──────── Supplied material ────────
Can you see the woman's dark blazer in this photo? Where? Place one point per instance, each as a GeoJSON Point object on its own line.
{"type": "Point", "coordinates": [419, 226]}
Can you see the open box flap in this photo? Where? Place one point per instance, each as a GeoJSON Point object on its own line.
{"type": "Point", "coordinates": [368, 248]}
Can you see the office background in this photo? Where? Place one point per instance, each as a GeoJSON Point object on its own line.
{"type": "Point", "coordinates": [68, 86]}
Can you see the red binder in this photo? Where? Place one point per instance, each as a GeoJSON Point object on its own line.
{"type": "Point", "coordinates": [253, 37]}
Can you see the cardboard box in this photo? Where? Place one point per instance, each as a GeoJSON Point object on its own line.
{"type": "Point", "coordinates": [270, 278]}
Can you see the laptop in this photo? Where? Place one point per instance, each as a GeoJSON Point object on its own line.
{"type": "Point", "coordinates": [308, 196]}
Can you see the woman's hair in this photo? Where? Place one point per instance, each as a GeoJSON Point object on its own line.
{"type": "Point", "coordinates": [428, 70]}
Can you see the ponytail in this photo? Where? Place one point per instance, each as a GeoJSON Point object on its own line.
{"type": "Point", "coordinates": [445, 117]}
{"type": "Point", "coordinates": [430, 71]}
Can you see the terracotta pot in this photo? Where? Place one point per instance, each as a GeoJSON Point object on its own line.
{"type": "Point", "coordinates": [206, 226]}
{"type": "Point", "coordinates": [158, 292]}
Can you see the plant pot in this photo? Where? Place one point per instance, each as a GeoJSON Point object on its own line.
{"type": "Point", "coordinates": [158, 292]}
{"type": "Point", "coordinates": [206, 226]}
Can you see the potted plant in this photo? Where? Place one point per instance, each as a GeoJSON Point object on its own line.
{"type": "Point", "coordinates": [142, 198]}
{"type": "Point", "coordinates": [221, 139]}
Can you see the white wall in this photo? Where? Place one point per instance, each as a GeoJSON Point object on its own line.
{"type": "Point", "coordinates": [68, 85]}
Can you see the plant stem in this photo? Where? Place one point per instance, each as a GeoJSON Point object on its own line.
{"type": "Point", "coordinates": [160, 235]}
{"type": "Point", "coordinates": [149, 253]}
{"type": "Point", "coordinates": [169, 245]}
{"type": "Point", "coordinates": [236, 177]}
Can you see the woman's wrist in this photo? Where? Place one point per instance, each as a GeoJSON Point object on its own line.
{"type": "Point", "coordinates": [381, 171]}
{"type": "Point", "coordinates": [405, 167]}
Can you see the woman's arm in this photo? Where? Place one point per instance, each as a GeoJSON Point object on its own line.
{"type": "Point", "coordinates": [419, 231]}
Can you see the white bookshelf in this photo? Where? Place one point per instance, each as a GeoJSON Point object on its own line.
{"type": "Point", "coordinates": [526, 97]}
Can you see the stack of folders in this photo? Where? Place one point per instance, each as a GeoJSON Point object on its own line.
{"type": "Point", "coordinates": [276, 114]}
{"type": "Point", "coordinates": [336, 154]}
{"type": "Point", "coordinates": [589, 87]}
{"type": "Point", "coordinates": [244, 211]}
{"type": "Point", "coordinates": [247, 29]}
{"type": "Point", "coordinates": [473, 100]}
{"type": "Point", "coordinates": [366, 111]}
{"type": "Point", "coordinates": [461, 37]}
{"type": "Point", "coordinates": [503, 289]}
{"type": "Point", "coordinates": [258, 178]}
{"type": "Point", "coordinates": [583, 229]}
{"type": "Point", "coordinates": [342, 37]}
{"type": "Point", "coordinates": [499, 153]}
────────
# [What is expected]
Rewrite the lines above, from the line containing "Can you see the stack" up to and including the last line, with their requests kept. Multiply every coordinate in the answers by 2.2 and round each result to a whole number, with halves rounded up.

# [Output of the task]
Can you see the stack of folders in this photo? Where? Place one point per instance, each as a GeoJSON Point object on its own line.
{"type": "Point", "coordinates": [607, 251]}
{"type": "Point", "coordinates": [739, 339]}
{"type": "Point", "coordinates": [1296, 191]}
{"type": "Point", "coordinates": [537, 464]}
{"type": "Point", "coordinates": [543, 64]}
{"type": "Point", "coordinates": [1041, 220]}
{"type": "Point", "coordinates": [805, 244]}
{"type": "Point", "coordinates": [1014, 81]}
{"type": "Point", "coordinates": [1107, 636]}
{"type": "Point", "coordinates": [568, 392]}
{"type": "Point", "coordinates": [1283, 504]}
{"type": "Point", "coordinates": [752, 81]}
{"type": "Point", "coordinates": [1098, 337]}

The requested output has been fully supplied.